_EXTRACT TO READ_
The Goodbye Girl
It’s hard to say goodbye in New York, though the city seems to specialize in it.
In the past couple of weeks I’ve had to wave farewell to one of my favorite neighborhood spots: Bar56. Collateral damage includes its sister space, Taste56 – my favorite wine store, full stop. The tastings concept had me at hello – or more accurately, at “hell, yes, I want to taste before I buy a bottle.” Taste56 wasn’t just a shop; it was the rare place that let you try wines properly before committing, often in a more formal seated tasting setup that made you feel briefly like you had your life together. Heaven, essentially. Also stunning inside.
Bar56, meanwhile, quietly produced some of the most marvelous food in the neighborhood. Case in point: their tuna tartare, which arrived studded with macadamia nuts and kumquats – already a sentence that feels luxurious – and, if you were lucky (and thankfully I was), a little crown of caviar. It was the sort of dish that made you pause mid-bite and think, oh right, this is why we live here.

_WHAT TO WORK ON_
- 1) Reproduce the passage of the Bar56 piece starting with "Bar56, meanwhile, quietly" and going on through "we live here.".
- 2) Extend the Bar56 piece past its final sentence with the next part of the text.

_MATERIAL SUPPLIED_
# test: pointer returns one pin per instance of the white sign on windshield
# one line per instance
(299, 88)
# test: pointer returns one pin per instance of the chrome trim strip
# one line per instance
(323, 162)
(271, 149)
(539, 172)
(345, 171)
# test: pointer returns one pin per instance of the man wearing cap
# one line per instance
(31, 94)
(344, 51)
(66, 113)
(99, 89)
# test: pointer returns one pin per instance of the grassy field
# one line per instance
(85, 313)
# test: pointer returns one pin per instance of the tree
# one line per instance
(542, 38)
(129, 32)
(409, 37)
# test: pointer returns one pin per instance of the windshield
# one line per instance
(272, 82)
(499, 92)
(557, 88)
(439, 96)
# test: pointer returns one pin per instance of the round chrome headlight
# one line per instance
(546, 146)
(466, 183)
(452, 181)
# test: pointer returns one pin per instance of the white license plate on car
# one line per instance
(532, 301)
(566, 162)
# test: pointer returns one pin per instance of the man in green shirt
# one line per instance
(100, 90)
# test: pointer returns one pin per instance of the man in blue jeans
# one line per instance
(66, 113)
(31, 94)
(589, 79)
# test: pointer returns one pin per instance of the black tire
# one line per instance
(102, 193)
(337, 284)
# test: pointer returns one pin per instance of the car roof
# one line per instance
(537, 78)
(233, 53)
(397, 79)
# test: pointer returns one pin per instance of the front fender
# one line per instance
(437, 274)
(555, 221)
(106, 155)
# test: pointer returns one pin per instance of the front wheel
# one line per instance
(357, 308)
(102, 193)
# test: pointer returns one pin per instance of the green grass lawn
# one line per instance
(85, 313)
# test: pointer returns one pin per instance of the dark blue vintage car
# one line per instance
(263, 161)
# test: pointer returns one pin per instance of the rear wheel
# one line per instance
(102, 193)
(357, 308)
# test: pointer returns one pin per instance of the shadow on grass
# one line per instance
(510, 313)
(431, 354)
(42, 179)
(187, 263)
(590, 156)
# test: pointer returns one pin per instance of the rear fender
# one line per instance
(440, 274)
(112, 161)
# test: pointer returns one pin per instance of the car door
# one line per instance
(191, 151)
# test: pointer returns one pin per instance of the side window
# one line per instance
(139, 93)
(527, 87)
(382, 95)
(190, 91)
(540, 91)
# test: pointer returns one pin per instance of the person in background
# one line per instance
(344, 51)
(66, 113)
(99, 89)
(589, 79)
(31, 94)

_YOUR WRITTEN ANSWERS_
- 1)
Bar56, meanwhile, quietly produced some of the most marvelous food in the neighborhood. Case in point: their tuna tartare, which arrived studded with macadamia nuts and kumquats – already a sentence that feels luxurious – and, if you were lucky (and thankfully I was), a little crown of caviar. It was the sort of dish that made you pause mid-bite and think, oh right, this is why we live here.

- 2)
Another goodbye: Pitt’s in Red Hook, which I had come to love perhaps even more for its bar than its kitchen – specifically for bartender Ben Hopkins and his Negroni Sazeracs. Yes, you read that correctly. They were exactly as dangerous and perfect as they sound. I had boldly declared them my favorite cocktail in the city, which now means I’m back on the hunt for the drink worthy of that title. Research will be conducted. Heroically.
In the meantime, I’ve updated my NYC Eats & Drinks favorites page – adding a few new spots and removing the dearly departed. It’s a strange little housekeeping ritual that comes with loving the dining and drinking scene in this city: the periodic changing of the guard.
Of course, New York is always in transition. To expect anything else is to not know New York at all. Restaurants open, restaurants close, chefs migrate, landlords raise rents, concepts pivot, menus reinvent themselves. It’s a living organism, occasionally a slightly chaotic one.
Still, there’s an intrinsic sadness when a place you truly loved – run by people you genuinely liked – can’t quite make it work. Hospitality is brutal here. New York is a tough town, and sometimes survival has less to do with strength and more to do with who wins the TikTok lottery that week.
But I’ll be honest: I’m not here for the TikTok game. I’m barely here for the Instagram influencer game anymore - and I say that as someone who has spent plenty of time photographing plates in flattering light.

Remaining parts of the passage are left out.